(Collected data entries)
====
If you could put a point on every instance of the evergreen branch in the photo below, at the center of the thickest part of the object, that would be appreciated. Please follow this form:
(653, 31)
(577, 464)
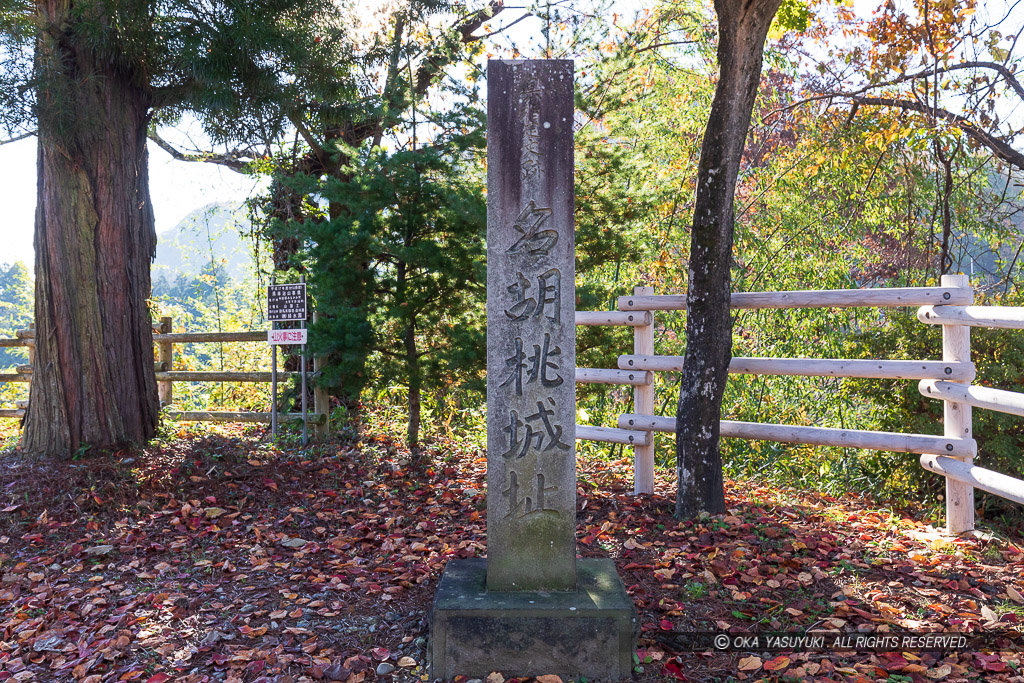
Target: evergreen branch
(231, 160)
(316, 147)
====
◆ WHAT THIS TASK INVOLVES:
The output should consist of the records above, reproduced exactly, without pictures.

◆ TASK RESULT:
If you could put a point on every instance of the evergreen branch in the photo below, at the center of the thickest part of the object, that would be appreciated. Please follow this form:
(653, 31)
(577, 464)
Target: evergreen branch
(231, 160)
(316, 147)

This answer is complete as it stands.